TASK INSTRUCTIONS:
**1)** Rewrite the Royal Flying Doctor Service text from "Broken Hill’s airport" to "by the Queen.", substituting "biplane" for "bi-plane".
**2)** List every year mentioned in the Royal Flying Doctor Service text.

***** EXERCISE TEXT *****

Broken Hill’s airport is also the Royal Flying Doctor Service headquarters.
Entrance to the HQ
On entering we were invited to watch a short film about the service, which included real incidents where sick and injured people were picked up by a flying ‘hospital’ and flown to a major population centres.
It is thanks to the Rev John Flynn who was ordained in 1911 and began to set up centres for the sick and injured in the Australian bush. He had a dream of supporting the bush hospitals, miners, farmers etc with a fast medical service, and in 1928, thanks to a large bequest, he began the what we now know as the Flying Doctor Service. The first aircraft being a single engine fabric bi-plane.
The ‘Royal’ was added in 1955 by the Queen.
The explanation of each exhibit in the museum, and the educational video, brought home how important the service is to anything up to 220,000 people who live in remote areas.

***** RECORD SET *****

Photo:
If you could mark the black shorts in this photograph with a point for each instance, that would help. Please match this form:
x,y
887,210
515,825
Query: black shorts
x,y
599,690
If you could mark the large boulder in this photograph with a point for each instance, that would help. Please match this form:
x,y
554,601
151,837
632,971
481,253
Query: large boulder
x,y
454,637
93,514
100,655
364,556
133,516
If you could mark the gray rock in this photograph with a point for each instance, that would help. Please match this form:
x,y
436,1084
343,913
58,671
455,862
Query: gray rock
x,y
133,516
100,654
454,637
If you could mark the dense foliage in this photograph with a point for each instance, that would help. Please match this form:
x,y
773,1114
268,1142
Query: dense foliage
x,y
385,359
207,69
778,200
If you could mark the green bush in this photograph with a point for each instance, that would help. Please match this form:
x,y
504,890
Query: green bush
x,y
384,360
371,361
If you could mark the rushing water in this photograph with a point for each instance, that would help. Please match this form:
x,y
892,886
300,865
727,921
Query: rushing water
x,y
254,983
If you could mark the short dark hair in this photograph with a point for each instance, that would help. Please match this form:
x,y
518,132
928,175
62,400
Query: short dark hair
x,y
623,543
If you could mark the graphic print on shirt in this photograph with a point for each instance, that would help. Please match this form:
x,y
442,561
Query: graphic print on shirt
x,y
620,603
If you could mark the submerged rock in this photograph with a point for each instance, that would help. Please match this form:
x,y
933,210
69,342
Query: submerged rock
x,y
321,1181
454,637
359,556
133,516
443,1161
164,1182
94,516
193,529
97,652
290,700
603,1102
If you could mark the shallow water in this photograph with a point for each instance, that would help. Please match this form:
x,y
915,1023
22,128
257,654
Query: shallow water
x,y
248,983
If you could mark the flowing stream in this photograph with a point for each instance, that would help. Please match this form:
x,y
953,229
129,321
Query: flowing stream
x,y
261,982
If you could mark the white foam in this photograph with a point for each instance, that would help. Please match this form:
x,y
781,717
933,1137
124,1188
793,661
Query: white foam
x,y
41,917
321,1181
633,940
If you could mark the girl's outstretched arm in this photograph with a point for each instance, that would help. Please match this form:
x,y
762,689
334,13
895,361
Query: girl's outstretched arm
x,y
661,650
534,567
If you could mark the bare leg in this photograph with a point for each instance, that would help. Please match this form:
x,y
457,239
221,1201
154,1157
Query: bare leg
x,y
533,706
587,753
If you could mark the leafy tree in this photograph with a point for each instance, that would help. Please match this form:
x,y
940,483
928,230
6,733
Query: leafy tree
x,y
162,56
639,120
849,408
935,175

*****

ANSWERS TO THIS EXERCISE:
**1)**
Broken Hill’s airport is also the Royal Flying Doctor Service headquarters.
Entrance to the HQ
On entering we were invited to watch a short film about the service, which included real incidents where sick and injured people were picked up by a flying ‘hospital’ and flown to a major population centres.
It is thanks to the Rev John Flynn who was ordained in 1911 and began to set up centres for the sick and injured in the Australian bush. He had a dream of supporting the bush hospitals, miners, farmers etc with a fast medical service, and in 1928, thanks to a large bequest, he began the what we now know as the Flying Doctor Service. The first aircraft being a single engine fabric biplane.
The ‘Royal’ was added in 1955 by the Queen.

**2)** 1911, 1928, 1955